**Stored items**
______________________________
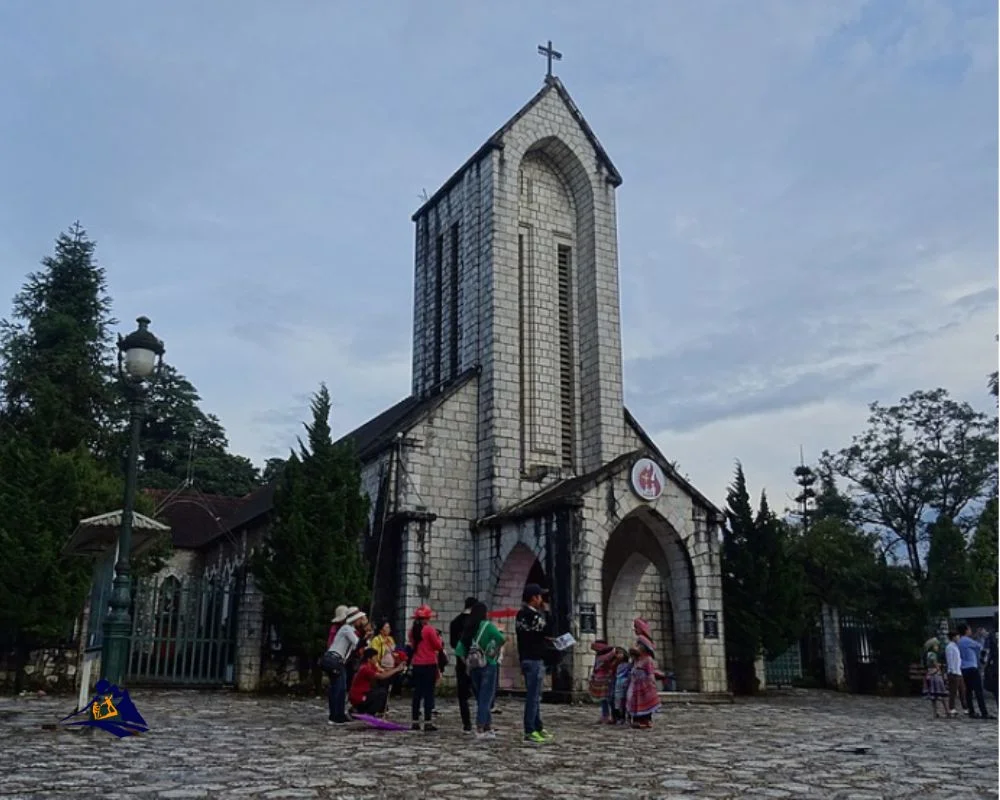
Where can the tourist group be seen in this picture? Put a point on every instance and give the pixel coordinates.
(366, 667)
(969, 663)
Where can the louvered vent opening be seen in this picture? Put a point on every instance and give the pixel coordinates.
(438, 310)
(566, 357)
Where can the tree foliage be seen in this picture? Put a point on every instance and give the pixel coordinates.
(838, 563)
(761, 583)
(983, 557)
(311, 560)
(44, 495)
(55, 351)
(180, 442)
(926, 456)
(949, 581)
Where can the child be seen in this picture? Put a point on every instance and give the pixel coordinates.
(623, 671)
(934, 685)
(643, 697)
(601, 675)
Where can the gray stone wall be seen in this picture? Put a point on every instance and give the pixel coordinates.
(467, 204)
(440, 477)
(549, 134)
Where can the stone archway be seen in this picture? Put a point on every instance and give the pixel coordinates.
(520, 568)
(646, 572)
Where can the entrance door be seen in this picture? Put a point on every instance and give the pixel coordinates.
(184, 631)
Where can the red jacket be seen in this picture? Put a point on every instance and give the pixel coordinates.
(428, 647)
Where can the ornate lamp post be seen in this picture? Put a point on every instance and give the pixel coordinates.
(140, 358)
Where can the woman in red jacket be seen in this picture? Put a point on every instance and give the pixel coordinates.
(426, 643)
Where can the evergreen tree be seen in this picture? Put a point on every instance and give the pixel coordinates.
(273, 467)
(181, 442)
(55, 351)
(830, 502)
(44, 495)
(948, 578)
(311, 560)
(738, 576)
(983, 557)
(806, 498)
(780, 586)
(926, 456)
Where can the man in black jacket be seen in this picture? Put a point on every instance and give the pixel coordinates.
(464, 688)
(531, 626)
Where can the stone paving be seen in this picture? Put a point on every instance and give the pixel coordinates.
(796, 744)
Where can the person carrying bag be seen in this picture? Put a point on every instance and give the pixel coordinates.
(480, 648)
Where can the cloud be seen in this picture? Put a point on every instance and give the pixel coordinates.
(808, 220)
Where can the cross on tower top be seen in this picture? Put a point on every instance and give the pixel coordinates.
(549, 54)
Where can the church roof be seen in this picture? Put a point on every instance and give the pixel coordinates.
(495, 142)
(371, 439)
(569, 492)
(194, 517)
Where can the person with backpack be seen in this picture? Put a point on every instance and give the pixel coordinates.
(335, 663)
(464, 685)
(427, 649)
(531, 627)
(479, 648)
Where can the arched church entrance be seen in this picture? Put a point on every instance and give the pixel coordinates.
(646, 572)
(520, 568)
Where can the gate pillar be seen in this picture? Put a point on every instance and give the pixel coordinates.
(249, 637)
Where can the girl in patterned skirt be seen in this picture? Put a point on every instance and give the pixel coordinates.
(643, 698)
(602, 675)
(620, 685)
(934, 686)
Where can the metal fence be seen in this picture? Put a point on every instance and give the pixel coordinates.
(184, 631)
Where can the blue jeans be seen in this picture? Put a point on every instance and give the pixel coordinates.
(424, 679)
(337, 697)
(484, 681)
(534, 675)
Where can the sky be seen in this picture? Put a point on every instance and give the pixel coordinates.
(807, 223)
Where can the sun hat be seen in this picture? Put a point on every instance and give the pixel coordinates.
(355, 615)
(532, 590)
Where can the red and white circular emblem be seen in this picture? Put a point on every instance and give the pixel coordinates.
(648, 479)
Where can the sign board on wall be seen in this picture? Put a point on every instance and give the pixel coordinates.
(648, 479)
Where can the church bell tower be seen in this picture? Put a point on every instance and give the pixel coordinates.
(517, 278)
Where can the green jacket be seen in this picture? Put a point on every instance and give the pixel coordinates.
(488, 637)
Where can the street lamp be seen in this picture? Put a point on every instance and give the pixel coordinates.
(140, 359)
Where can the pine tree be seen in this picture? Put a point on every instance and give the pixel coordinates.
(312, 558)
(180, 441)
(743, 634)
(806, 498)
(983, 556)
(55, 351)
(779, 583)
(949, 581)
(44, 495)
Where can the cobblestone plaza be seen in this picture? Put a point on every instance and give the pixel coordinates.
(218, 745)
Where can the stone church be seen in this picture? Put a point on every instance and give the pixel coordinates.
(514, 459)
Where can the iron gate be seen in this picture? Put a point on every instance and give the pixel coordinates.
(184, 631)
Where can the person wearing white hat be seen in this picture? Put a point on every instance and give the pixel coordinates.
(339, 618)
(343, 646)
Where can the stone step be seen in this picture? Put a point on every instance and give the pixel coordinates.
(696, 698)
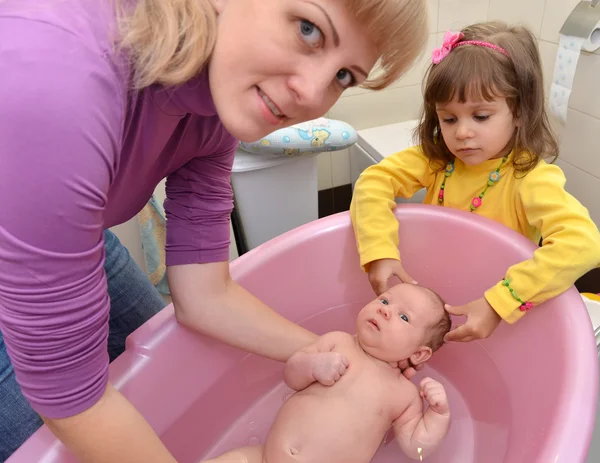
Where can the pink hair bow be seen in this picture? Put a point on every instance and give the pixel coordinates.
(450, 40)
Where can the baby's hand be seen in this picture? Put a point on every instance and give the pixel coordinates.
(435, 395)
(328, 367)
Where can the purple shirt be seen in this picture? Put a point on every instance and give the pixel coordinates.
(80, 153)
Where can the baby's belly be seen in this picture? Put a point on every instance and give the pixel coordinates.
(318, 429)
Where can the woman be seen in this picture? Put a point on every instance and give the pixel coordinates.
(100, 101)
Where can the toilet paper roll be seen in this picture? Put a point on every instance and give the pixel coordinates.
(567, 57)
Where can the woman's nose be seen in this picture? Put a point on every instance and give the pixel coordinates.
(310, 85)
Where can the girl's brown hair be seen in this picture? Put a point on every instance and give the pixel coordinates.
(480, 73)
(170, 41)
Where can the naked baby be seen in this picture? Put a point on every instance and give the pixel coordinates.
(351, 391)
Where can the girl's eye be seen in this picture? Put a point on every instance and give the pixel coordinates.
(310, 33)
(345, 78)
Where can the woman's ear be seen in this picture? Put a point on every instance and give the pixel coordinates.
(422, 354)
(219, 5)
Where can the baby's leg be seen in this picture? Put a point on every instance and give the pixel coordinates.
(242, 455)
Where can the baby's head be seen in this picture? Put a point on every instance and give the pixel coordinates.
(485, 97)
(406, 322)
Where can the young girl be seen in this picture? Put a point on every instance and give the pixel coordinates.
(484, 136)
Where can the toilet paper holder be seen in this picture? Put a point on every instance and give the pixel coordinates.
(584, 22)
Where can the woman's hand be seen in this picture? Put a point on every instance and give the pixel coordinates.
(482, 320)
(380, 271)
(207, 300)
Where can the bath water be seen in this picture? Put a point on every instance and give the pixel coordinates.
(479, 428)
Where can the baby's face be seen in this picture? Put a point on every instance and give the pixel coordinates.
(395, 325)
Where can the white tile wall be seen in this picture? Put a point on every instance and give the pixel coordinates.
(527, 12)
(580, 139)
(456, 14)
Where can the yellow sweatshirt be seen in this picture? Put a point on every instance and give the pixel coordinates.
(534, 205)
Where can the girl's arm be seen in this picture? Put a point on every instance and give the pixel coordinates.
(373, 202)
(570, 246)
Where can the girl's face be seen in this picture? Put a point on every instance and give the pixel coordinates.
(475, 131)
(281, 62)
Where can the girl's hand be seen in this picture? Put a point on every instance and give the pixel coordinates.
(482, 320)
(382, 270)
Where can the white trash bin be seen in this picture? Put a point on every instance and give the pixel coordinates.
(274, 194)
(275, 178)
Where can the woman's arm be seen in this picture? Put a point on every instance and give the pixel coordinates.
(207, 300)
(112, 430)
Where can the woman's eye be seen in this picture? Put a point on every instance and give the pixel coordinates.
(345, 78)
(310, 33)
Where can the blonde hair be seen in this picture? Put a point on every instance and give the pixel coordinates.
(484, 74)
(170, 41)
(399, 31)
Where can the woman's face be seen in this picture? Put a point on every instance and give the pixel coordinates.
(281, 62)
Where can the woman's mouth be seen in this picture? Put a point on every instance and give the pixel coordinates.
(272, 107)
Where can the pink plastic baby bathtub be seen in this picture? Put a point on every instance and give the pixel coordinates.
(525, 395)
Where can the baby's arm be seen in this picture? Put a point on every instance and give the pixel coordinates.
(316, 362)
(416, 430)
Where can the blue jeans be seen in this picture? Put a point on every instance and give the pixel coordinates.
(133, 301)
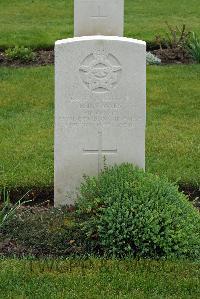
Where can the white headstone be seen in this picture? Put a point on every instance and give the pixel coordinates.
(98, 17)
(100, 108)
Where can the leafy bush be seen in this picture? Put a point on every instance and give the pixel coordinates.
(175, 37)
(20, 53)
(152, 59)
(194, 47)
(130, 212)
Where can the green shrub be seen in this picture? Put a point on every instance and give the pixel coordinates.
(194, 47)
(20, 53)
(151, 59)
(129, 212)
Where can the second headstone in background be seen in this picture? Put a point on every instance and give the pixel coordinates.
(98, 17)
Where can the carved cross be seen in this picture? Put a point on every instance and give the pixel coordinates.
(100, 151)
(99, 13)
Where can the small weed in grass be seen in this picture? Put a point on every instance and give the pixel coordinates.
(194, 47)
(23, 54)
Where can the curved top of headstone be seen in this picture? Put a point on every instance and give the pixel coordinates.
(94, 17)
(100, 37)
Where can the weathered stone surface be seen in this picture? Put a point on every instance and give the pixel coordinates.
(98, 17)
(100, 108)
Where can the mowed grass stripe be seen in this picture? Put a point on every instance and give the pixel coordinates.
(99, 279)
(39, 23)
(26, 121)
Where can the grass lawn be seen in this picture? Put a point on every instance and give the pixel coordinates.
(98, 279)
(26, 125)
(39, 23)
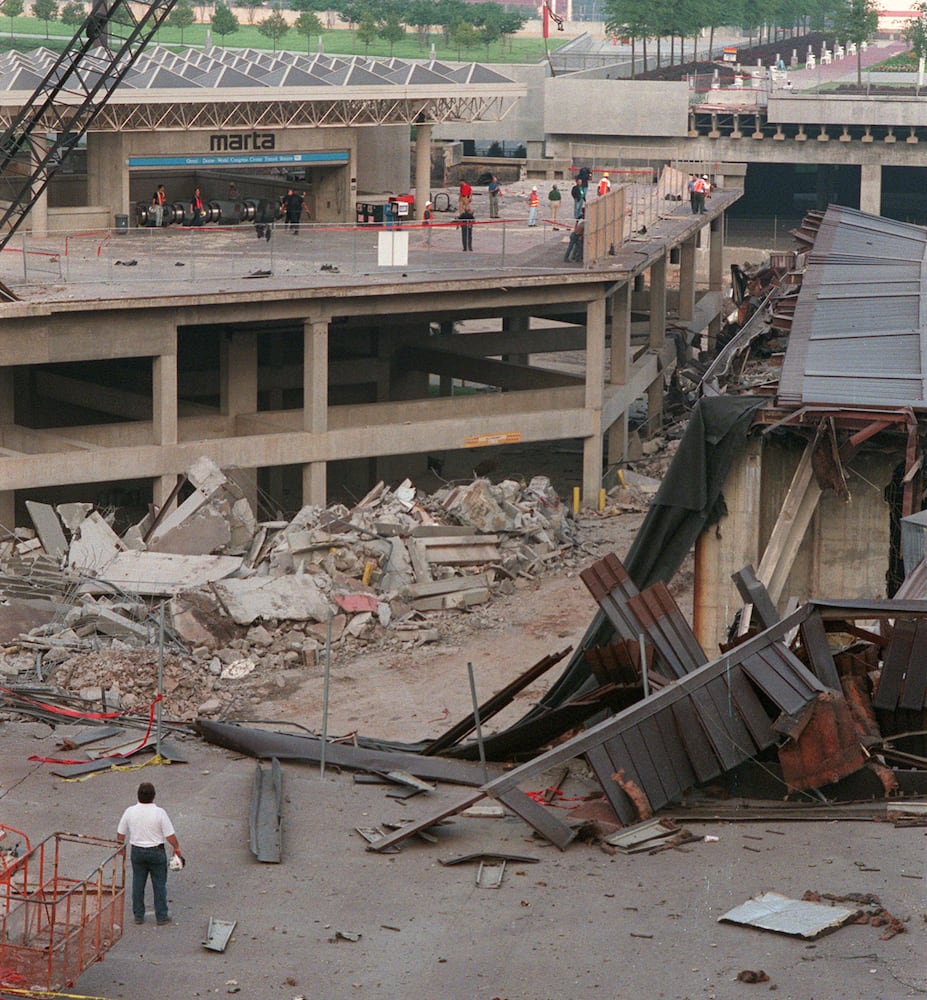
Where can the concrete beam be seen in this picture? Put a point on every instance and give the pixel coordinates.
(484, 371)
(595, 387)
(315, 406)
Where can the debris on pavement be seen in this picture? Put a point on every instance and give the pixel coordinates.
(771, 911)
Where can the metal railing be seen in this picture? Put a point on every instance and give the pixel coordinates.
(61, 909)
(182, 256)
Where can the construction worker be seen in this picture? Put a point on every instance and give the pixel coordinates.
(533, 202)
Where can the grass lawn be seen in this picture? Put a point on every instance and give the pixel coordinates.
(29, 33)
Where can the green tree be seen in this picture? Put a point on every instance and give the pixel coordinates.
(45, 10)
(274, 27)
(391, 30)
(182, 17)
(224, 22)
(628, 19)
(464, 36)
(366, 31)
(510, 24)
(307, 25)
(73, 13)
(252, 6)
(420, 14)
(857, 21)
(915, 33)
(12, 8)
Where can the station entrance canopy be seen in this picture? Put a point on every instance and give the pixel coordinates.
(251, 89)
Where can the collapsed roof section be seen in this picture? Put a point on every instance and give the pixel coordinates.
(858, 332)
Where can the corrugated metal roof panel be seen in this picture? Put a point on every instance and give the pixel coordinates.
(858, 331)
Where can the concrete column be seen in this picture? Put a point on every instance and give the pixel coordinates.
(726, 548)
(870, 188)
(656, 342)
(7, 416)
(38, 215)
(619, 368)
(238, 392)
(658, 303)
(715, 274)
(315, 405)
(238, 374)
(422, 167)
(595, 385)
(687, 280)
(516, 324)
(163, 418)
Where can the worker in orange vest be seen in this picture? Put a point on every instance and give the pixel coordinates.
(533, 202)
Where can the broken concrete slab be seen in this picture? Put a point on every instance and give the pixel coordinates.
(201, 533)
(291, 598)
(49, 529)
(159, 574)
(94, 544)
(771, 911)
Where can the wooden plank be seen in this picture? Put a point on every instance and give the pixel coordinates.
(408, 829)
(779, 669)
(652, 737)
(814, 639)
(538, 817)
(442, 530)
(754, 593)
(453, 555)
(450, 539)
(603, 768)
(649, 776)
(794, 517)
(695, 742)
(894, 665)
(492, 706)
(716, 728)
(915, 678)
(675, 750)
(448, 585)
(751, 710)
(420, 566)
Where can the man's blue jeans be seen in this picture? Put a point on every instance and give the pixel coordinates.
(149, 861)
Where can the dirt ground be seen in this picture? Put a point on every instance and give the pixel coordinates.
(575, 924)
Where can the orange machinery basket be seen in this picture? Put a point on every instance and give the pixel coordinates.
(61, 910)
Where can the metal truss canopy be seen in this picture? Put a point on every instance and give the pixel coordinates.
(329, 112)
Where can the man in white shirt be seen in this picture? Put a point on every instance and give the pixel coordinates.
(147, 828)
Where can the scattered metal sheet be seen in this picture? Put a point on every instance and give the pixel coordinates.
(219, 934)
(516, 859)
(773, 912)
(373, 835)
(287, 746)
(93, 736)
(643, 836)
(490, 874)
(404, 778)
(266, 820)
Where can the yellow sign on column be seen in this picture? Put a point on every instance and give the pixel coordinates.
(482, 440)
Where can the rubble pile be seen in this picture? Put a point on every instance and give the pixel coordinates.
(239, 610)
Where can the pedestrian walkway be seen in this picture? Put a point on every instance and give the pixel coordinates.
(845, 70)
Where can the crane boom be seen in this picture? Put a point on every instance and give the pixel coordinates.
(72, 93)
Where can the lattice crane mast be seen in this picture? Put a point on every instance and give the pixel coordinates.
(72, 93)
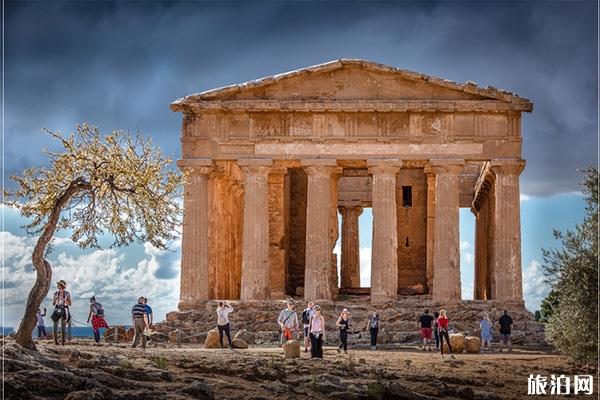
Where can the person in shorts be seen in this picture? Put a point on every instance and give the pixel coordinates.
(505, 330)
(425, 323)
(307, 313)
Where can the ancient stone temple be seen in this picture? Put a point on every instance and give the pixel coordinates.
(274, 164)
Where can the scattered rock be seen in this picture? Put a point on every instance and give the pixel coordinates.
(457, 341)
(472, 344)
(200, 390)
(212, 340)
(291, 349)
(244, 335)
(239, 344)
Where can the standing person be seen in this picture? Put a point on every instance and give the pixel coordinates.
(223, 311)
(436, 315)
(505, 330)
(443, 322)
(307, 314)
(61, 302)
(97, 316)
(343, 324)
(425, 322)
(288, 322)
(317, 333)
(373, 328)
(39, 316)
(139, 320)
(486, 332)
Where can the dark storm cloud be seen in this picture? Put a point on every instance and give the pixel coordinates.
(119, 65)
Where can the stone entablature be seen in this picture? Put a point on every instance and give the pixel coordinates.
(272, 162)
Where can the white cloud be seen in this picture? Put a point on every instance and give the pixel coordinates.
(534, 288)
(107, 273)
(524, 197)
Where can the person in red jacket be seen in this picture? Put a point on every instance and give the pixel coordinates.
(443, 330)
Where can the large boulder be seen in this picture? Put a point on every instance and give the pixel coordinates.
(212, 340)
(239, 344)
(122, 334)
(244, 335)
(472, 344)
(291, 349)
(457, 341)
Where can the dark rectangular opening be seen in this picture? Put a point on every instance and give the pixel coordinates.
(406, 196)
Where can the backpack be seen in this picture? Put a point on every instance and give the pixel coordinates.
(306, 317)
(99, 309)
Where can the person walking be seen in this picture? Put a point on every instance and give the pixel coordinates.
(307, 314)
(41, 325)
(343, 324)
(61, 300)
(486, 332)
(139, 320)
(96, 314)
(443, 322)
(436, 334)
(288, 322)
(425, 323)
(373, 328)
(505, 331)
(223, 311)
(317, 333)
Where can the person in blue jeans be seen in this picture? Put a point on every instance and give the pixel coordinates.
(41, 324)
(486, 332)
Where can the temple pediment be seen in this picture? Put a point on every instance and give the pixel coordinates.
(346, 81)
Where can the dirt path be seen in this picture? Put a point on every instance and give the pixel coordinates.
(119, 372)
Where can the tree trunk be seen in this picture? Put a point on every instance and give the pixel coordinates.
(43, 269)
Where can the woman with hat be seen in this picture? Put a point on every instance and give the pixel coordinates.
(61, 302)
(97, 315)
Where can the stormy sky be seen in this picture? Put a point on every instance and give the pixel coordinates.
(119, 65)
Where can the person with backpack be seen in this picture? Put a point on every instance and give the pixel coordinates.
(61, 301)
(443, 323)
(40, 323)
(317, 333)
(343, 323)
(96, 314)
(288, 322)
(306, 316)
(505, 331)
(223, 311)
(373, 328)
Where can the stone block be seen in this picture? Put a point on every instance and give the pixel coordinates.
(472, 344)
(457, 341)
(291, 349)
(212, 340)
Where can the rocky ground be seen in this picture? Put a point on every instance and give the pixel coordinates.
(80, 370)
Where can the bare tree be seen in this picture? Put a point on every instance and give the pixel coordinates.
(116, 183)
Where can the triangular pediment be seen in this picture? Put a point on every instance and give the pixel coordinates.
(350, 80)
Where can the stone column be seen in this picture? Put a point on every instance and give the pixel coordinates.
(317, 275)
(384, 258)
(350, 265)
(446, 253)
(506, 225)
(194, 238)
(255, 239)
(430, 226)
______________________________
**What the task requires**
Can you reproduce verbatim the stretch of the stored items that begins with the line containing "Where can the backpack" and continues through the end of the items, including both of those ends?

**Right answer**
Where can the backpack be seen in this picture? Put a point on every instance and give the pixel coordinates.
(306, 317)
(99, 309)
Where can the person walking be seen in this picture? Put a point on every instance and give the pixel coordinates.
(307, 314)
(41, 325)
(343, 324)
(61, 300)
(486, 332)
(139, 320)
(96, 314)
(443, 322)
(436, 334)
(288, 322)
(425, 323)
(373, 328)
(505, 331)
(223, 311)
(317, 333)
Where can the person in blue jeans be seen in this picture? Put a point on every instance and give the pixel coordinates.
(41, 324)
(486, 332)
Where can the temple pediment be seen in this picture? Put a point on every instance and give the pixel coordinates.
(346, 81)
Where can the dirt path be seen in this picture? Put a point on every instance and give the pixel coordinates.
(119, 372)
Where can the tree trunk be seen in this picture? Put a point on every instance and give the pixel coordinates.
(43, 269)
Where can the woman with hat be seen in this picture? Put a point on every instance and give the pixel coordinates.
(61, 302)
(97, 315)
Where can the stormy sky be seen in this picture? Put a point on every instance and give the pixel coordinates.
(119, 65)
Where can the person with backpack be seen in this picture? Put a point on every instance and give the pixel coordinates.
(61, 301)
(443, 323)
(40, 323)
(317, 333)
(343, 323)
(96, 314)
(288, 322)
(306, 316)
(505, 331)
(223, 311)
(373, 328)
Where can the stone block be seen in this picture? Put a point on every instance and give the pixel coordinates.
(472, 344)
(457, 341)
(291, 349)
(212, 340)
Where can the rocky ground be seen in this picture? Put a point on every instance and give the pixel coordinates.
(80, 370)
Where can the bare tree be seen in this picture? Put a point on every instance and give the pixel coordinates.
(116, 183)
Where can the triangular pediment be seen in this picture? Put a point on every instance and give the pixel coordinates.
(350, 80)
Where can the stone column be seen in this picture? Put a point on every instance and give the pixel coordinates.
(317, 275)
(384, 258)
(350, 265)
(446, 253)
(506, 225)
(194, 238)
(255, 239)
(430, 226)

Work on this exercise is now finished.